Can you switch each "println" in the records below to "print" and leave every other part of the lines unchanged?

Annotated coordinate records

— BEGIN —

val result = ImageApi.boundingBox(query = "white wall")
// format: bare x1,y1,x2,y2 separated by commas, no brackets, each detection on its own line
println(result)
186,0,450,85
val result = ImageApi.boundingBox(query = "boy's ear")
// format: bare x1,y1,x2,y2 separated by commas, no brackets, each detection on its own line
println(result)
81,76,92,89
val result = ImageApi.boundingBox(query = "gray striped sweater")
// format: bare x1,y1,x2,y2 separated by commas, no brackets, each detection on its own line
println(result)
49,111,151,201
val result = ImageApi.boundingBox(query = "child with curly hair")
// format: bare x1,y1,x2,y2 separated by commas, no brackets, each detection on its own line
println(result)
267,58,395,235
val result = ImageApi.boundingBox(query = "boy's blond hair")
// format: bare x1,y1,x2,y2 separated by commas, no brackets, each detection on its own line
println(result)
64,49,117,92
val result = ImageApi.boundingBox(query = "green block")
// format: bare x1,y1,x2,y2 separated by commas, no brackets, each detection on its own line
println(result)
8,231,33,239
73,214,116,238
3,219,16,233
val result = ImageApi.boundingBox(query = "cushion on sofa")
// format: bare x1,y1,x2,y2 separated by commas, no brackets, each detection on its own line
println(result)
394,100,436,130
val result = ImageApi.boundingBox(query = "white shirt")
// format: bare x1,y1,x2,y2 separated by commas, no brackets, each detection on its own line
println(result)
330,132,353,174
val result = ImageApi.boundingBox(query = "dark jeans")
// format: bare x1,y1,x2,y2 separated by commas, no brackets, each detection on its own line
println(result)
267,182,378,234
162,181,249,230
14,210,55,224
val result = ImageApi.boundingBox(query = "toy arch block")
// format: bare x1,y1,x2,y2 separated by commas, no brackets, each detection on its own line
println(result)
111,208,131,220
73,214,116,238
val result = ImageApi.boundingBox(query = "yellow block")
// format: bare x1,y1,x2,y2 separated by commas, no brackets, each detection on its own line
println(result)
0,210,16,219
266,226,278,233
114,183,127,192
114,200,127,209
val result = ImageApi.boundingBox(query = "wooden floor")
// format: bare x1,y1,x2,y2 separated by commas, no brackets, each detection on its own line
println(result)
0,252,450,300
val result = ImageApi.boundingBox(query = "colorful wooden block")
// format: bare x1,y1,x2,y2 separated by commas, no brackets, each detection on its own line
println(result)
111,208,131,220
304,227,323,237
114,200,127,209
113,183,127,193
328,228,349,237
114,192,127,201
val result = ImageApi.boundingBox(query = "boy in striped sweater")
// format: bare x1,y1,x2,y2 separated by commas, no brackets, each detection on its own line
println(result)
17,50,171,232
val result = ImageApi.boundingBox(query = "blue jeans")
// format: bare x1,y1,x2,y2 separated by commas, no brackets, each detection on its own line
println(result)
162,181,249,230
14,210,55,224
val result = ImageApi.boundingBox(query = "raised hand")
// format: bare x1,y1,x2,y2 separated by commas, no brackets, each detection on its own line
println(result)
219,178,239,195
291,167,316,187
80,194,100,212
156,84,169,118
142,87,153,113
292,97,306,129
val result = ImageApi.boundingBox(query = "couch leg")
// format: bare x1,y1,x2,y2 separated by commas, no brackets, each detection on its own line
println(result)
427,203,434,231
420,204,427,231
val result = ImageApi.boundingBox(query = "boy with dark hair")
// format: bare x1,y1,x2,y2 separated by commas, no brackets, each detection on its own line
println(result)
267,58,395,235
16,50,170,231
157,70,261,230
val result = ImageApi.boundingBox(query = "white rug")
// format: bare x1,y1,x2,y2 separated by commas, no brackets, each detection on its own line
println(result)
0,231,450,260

— END —

** Expected output **
val result = ImageApi.boundingBox(query = "white wall")
// format: bare x1,y1,x2,y2 separated by commas, no brackets, each detection on its own line
print(result)
186,0,450,85
val result = ImageApi.boundingBox(query = "boy's ear")
// format: bare x1,y1,x2,y2 separated by commas, no brackets, each detection on its own line
print(result)
81,76,92,89
val result = ImageApi.boundingBox(query = "gray striped sweater")
// format: bare x1,y1,x2,y2 separated by commas, no brackets, each detection on its own line
print(result)
49,111,151,201
val result = ImageApi.boundingBox(query = "child with curly hair")
// format: bare x1,y1,x2,y2 separated by commas, no brackets, each detection on its own line
print(result)
267,58,395,235
val result = ImageApi.boundingBox(query = "boy's blond hair")
// format: bare x1,y1,x2,y2 separated by commas, no brackets, each detection on its own line
print(result)
64,49,117,92
val result = ImageApi.boundingBox(query = "green block")
// format: bare x1,y1,x2,y2 separated by commas, no brackets, each detection on its own line
print(result)
8,231,33,239
73,214,116,238
3,219,16,233
val result = ImageApi.boundingBox(query = "cushion on sofa")
// format: bare x1,y1,x2,y2 separated by commas, no brackets, each detection on its own line
print(result)
394,100,436,130
val result = ImageApi.boundingBox(query = "white shirt")
// format: bare x1,y1,x2,y2 separated by commas, no brackets, each detection on its own line
print(result)
330,132,353,174
val result = ImageApi.boundingBox(query = "dark jeans")
// format: bare x1,y1,x2,y2 separated by commas, no brackets, each detection on its own line
print(result)
267,182,378,234
162,181,249,230
14,210,55,224
val result = ImageApi.boundingBox(query = "toy arch block")
// format: bare x1,y1,x2,y2 separated by commas, no brackets, each detection on its own line
print(result)
111,208,131,220
73,214,116,238
val result = ImageApi.boundingBox(query = "yellow block")
// format: bare x1,y1,x2,y2 separated by commas, no brackets, each detection on its own line
print(result)
0,210,16,219
266,226,278,233
114,183,127,192
114,200,127,209
val result = ImageApi.boundingBox(query = "wooden floor")
// format: bare x1,y1,x2,y2 separated by commas, no brackets, each detection on its own line
print(result)
0,252,450,300
val result = ImageApi.boundingBox(query = "colorful wooden block")
// format: bare x1,y1,x2,y2 separated by commas, no brackets, each detection on its own line
print(result)
111,208,131,220
304,227,323,237
114,200,127,209
113,183,127,193
328,228,349,237
114,192,127,201
val result = ImageApi.boundingBox(query = "boy in striped sweater")
// format: bare x1,y1,x2,y2 separated by commas, no brackets, each detection on its own line
print(result)
17,50,171,232
val result = ImageApi.boundingBox(query = "blue jeans")
// format: bare x1,y1,x2,y2 separated by commas, no brackets, each detection on its own line
print(result)
162,181,249,230
14,210,55,224
val result = ImageApi.boundingBox(query = "raised hand")
// format: bare x1,y1,x2,y2 separated by commas, no brackets, each detection on its own line
print(result)
219,178,239,195
291,167,316,187
80,194,100,212
156,84,169,118
142,87,153,113
292,97,306,129
val result = ImageApi.boundingBox(query = "couch leg")
// format: bare x1,y1,x2,y2 separated by commas, no brackets, each detection on its own line
print(result)
427,203,434,231
420,204,427,231
val result = ImageApi.boundingBox(query = "boy with dark hair")
// format: bare x1,y1,x2,y2 separated by commas, no brackets, each detection on its own line
print(result)
267,58,395,235
16,50,170,231
157,70,261,230
val result = ImageApi.boundingBox(query = "white rug")
// format: bare x1,y1,x2,y2 separated by commas, no brackets, each detection on its own line
print(result)
0,231,450,260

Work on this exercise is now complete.